■ SET PROBLEM A: In the biography of William D. Cohen below, shorten the paragraph beginning "William David Cohen was born in Queens" into a brief list that keeps its main facts.

■ SOURCE:
· · · · ·

Associate Justice of the Vermont Supreme Court
- In office December 20, 2019 – December 27, 2025
- Appointed by: Phil Scott
- Preceded by: Marilyn Skoglund
- Succeeded by: Michael P. Drescher

Personal details
- Born: January 21, 1957 (age 69) New York City, New York, U.S.
- Spouse: Barbara Kinsman Buck ​ ​(m. 1990)​
- Children: 2
- Education: George Washington University (BA) Vermont Law School (JD)

= William D. Cohen =

American judge (born 1957)

William David Cohen (born January 21, 1957) is an American lawyer who served as an associate justice of the Vermont Supreme Court from 2019 to 2025.

== Education and legal career ==
William David Cohen was born in Queens, New York on January 21, 1957, the son of Herbert and Sandra (Jacobs) Cohen. He attended the public schools of Rutland City, Vermont and graduated from Rutland High School in 1975. He received a Bachelor of Arts degree in Environmental Science from George Washington University in 1980 and a Juris Doctor degree from Vermont Law School in 1984.

· · · · ·

■ RECORDS FOR THIS EXERCISE:
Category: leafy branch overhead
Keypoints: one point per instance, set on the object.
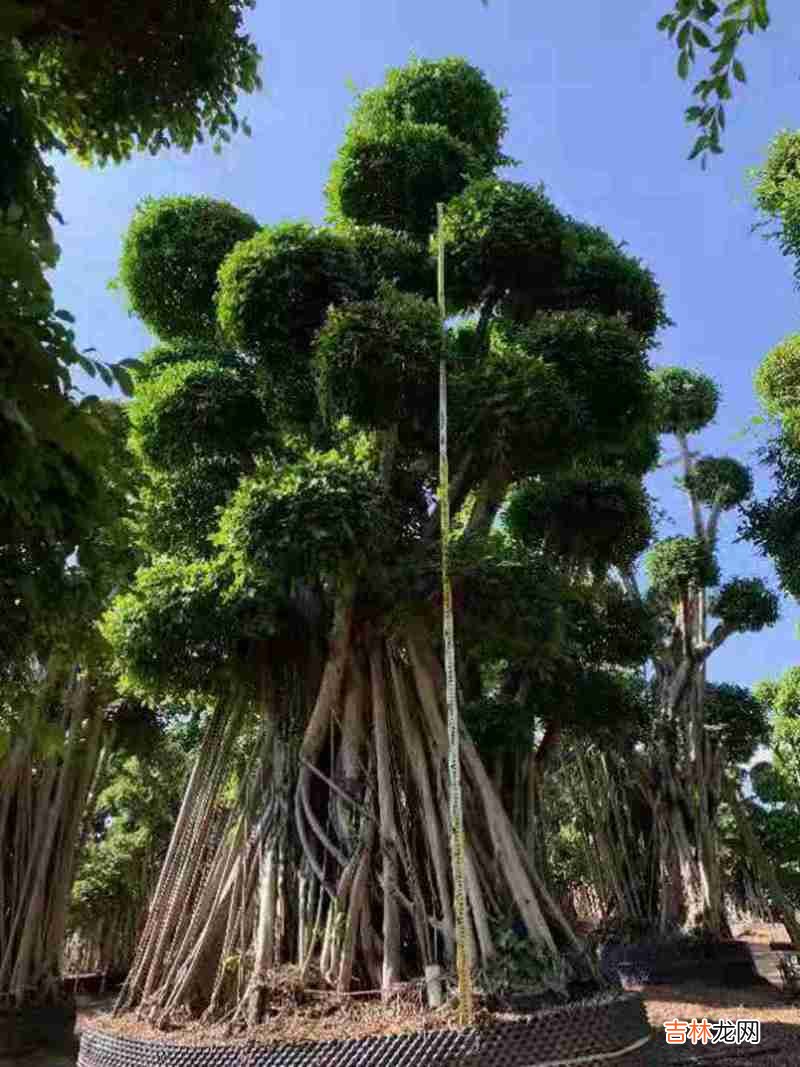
(704, 29)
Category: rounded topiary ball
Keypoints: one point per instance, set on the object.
(678, 562)
(390, 256)
(593, 516)
(513, 404)
(299, 520)
(396, 178)
(274, 293)
(172, 252)
(504, 238)
(686, 400)
(744, 719)
(600, 276)
(450, 93)
(746, 604)
(178, 509)
(377, 361)
(778, 379)
(603, 363)
(176, 627)
(193, 410)
(720, 480)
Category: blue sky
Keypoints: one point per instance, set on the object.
(595, 113)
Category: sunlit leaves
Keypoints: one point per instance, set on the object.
(701, 27)
(172, 252)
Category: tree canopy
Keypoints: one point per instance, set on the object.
(285, 427)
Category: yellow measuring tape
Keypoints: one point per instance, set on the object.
(457, 812)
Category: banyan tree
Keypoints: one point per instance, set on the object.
(651, 802)
(286, 425)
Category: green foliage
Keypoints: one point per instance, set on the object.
(778, 193)
(518, 968)
(177, 630)
(601, 277)
(720, 480)
(194, 411)
(744, 719)
(172, 253)
(782, 696)
(686, 400)
(377, 361)
(395, 178)
(601, 361)
(294, 521)
(241, 531)
(773, 525)
(746, 604)
(274, 292)
(179, 510)
(449, 93)
(705, 26)
(778, 384)
(515, 403)
(496, 726)
(390, 256)
(590, 515)
(676, 563)
(504, 239)
(154, 361)
(133, 821)
(526, 595)
(778, 181)
(608, 626)
(112, 79)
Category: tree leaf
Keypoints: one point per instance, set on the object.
(701, 37)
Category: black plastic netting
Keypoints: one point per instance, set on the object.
(575, 1032)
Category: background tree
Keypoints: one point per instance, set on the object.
(57, 720)
(294, 585)
(125, 834)
(99, 81)
(654, 839)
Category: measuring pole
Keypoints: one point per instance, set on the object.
(457, 811)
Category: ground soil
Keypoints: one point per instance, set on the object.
(326, 1018)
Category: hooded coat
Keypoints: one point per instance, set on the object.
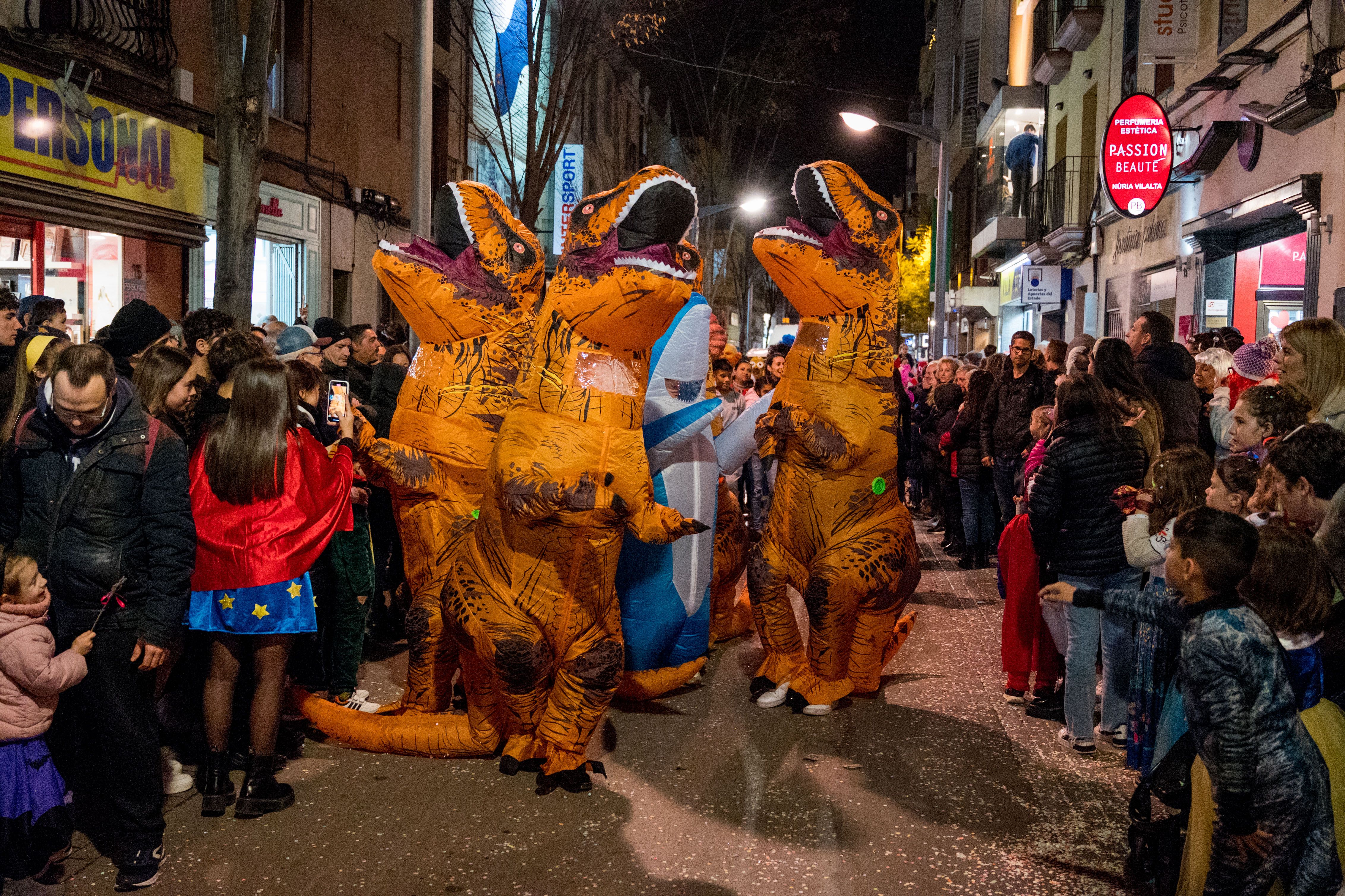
(31, 671)
(92, 510)
(1075, 525)
(1167, 369)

· · · · ·

■ SET PROBLEM B: Give again everything in the listing from the line containing "Category: green foliage" down to the line containing "(326, 1018)", including both of those lines.

■ TASK RESULT A:
- Born in Queens, New York, on January 21, 1957, to Herbert and Sandra (Jacobs) Cohen
- Attended public schools in Rutland City, Vermont, and graduated from Rutland High School in 1975
- Earned a BA in Environmental Science from George Washington University in 1980
- Earned a JD from Vermont Law School in 1984

■ TASK RESULT B:
Category: green foliage
Keypoints: one point per instance, set on the object.
(778, 193)
(518, 968)
(177, 630)
(601, 277)
(720, 480)
(194, 411)
(744, 719)
(172, 253)
(782, 696)
(686, 400)
(377, 361)
(395, 178)
(601, 361)
(294, 521)
(241, 531)
(773, 525)
(746, 604)
(274, 292)
(179, 510)
(449, 93)
(705, 26)
(778, 384)
(515, 403)
(496, 726)
(390, 256)
(590, 515)
(676, 563)
(504, 239)
(154, 361)
(133, 821)
(526, 595)
(778, 181)
(608, 626)
(112, 79)
Category: tree leaf
Keypoints: one point per instance, set on the object.
(701, 37)
Category: black plastic netting
Keypoints: one point per instance, set on the object.
(575, 1032)
Category: background tree
Keypoints: one point per instance, set on the object.
(57, 720)
(294, 585)
(125, 834)
(99, 81)
(654, 839)
Category: measuring pole
Keypoints: one point per instance, set on the object.
(457, 811)
Category: ground soil
Keypoints: one point per instance, set on the object.
(326, 1018)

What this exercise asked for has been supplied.